Extracted text:
Declining fertility rates are a trend around the world. Since 1950, the total global fertility rate has dropped by half, according to The Lancet's comprehensive Global Burden of Disease Study. In the United States, the Centers for Disease Control and Prevention (CDC) points out that the U.S. fertility rate has been falling steadily since 2008, and has never returned to its recorded peak in 1958.
The fertility rate is defined as the average number of living children born to a woman who survives her reproductive years (ages 15–49). It is influenced by multiple factors, including economic and social change. The total fertility rate (TFR) is considered a measure of population growth. Globally, the population is growing while fertility rates continue to decline. This is because population growth is calculated based on fertility rate, death rate and migration.
But what are the primary reasons for declining fertility rates? The scientific community is not completely in agreement, but the following factors have a resounding impact.
1. Improved Educational Opportunities for Women
According to Oxford University's Our World in Data project, the social empowerment of women, particularly through increased education, has been shown to decrease fertility rates. Increased education also contributes positively to other factors that decrease fertility rates, such as higher use of contraception, better childhood health and women's participation in the workforce.
2. Lower Child Mortality
Historically, high child mortality — including infant deaths and deaths by early childhood illnesses — kept population growth low and fertility rates high. As child mortality rates have declined (dramatically in some countries) fertility rates have fallen.
3. Better Access to Contraception and Family Planning Advice
For some areas of the world, the sharpest declines in fertility rates have come from the introduction of safe, reliable access to contraception. This may include confidential access if local cultural norms or family members impede a woman's right to access birth control. The increased availability of sexual health education and family planning resources has also impacted fertility rates.
4. Increasing Societal Prosperity
U.S. News and World Report notes that high-income countries have experienced a steeper decline in fertility than low-income countries, but it's unclear whether confounding factors, such as increased educational opportunities, are responsible for this correlation.
A higher level of education fosters more prosperity and a lower number of children, according to The World Bank. However, Our World In Data speculates whether other factors such as career aspirations and changing cultural pressures around marriage might contribute to parents choosing to have fewer children — or none at all. People in many wealthier regions are getting married later in life, pursuing careers and choosing to have children later, according to The Week.
Predicting the Consequences of Lower Fertility Rates
With an aging population and a shrinking pool of younger workers, some analysts worry economic growth will decline in a way that will be difficult to overcome. Initially, as the birth rate declines, the economy grows; but when a tipping point is reached and fertility rates continue to fall, the imbalance between elderly and working-age people becomes unsustainable.
There may be beneficial impacts to the environment if the burden of population growth eases, but how that will happen is still unclear. Economists and population analysts don't yet fully understand how the social and economic consequences will play out.

Task details: Reproduce everything in the passage on declining fertility rates from "1. Improved Educational" down to "rates have fallen.", including both of those phrases, without any changes.

Records provided:
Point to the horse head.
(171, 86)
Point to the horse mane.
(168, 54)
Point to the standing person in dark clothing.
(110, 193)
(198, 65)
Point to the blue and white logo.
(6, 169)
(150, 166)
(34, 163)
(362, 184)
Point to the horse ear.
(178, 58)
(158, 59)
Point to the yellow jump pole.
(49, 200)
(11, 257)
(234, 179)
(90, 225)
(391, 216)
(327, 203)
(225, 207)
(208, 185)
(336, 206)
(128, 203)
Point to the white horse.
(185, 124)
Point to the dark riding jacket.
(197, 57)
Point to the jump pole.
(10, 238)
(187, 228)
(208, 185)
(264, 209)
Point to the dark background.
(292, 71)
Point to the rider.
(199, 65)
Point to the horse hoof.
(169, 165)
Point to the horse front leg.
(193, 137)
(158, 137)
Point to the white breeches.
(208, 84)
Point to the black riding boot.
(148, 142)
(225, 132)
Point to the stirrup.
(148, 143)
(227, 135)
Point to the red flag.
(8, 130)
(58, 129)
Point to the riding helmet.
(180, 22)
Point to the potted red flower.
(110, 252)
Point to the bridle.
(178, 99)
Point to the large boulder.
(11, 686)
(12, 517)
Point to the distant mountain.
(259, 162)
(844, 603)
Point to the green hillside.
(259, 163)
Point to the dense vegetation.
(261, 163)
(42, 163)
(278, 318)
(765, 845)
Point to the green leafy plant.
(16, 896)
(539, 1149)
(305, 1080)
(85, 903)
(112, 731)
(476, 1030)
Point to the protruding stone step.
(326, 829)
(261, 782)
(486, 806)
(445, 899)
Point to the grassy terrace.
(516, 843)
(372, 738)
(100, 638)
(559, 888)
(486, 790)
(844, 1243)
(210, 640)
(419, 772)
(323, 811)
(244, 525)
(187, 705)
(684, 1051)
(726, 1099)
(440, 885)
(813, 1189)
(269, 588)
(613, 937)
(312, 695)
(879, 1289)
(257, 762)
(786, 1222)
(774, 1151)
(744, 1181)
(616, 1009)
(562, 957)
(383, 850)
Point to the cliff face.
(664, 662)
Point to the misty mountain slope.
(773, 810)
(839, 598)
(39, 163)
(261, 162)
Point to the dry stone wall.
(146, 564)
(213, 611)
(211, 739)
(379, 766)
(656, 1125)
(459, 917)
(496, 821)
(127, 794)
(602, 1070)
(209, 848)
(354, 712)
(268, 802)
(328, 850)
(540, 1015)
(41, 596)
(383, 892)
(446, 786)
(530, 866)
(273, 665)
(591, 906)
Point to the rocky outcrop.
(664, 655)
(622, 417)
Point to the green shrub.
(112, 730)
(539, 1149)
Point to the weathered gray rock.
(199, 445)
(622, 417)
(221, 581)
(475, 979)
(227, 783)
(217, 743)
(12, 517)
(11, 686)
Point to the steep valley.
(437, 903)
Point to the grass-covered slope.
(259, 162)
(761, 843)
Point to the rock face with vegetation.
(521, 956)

Solved exercise:
1. Improved Educational Opportunities for Women
According to Oxford University's Our World in Data project, the social empowerment of women, particularly through increased education, has been shown to decrease fertility rates. Increased education also contributes positively to other factors that decrease fertility rates, such as higher use of contraception, better childhood health and women's participation in the workforce.
2. Lower Child Mortality
Historically, high child mortality — including infant deaths and deaths by early childhood illnesses — kept population growth low and fertility rates high. As child mortality rates have declined (dramatically in some countries) fertility rates have fallen.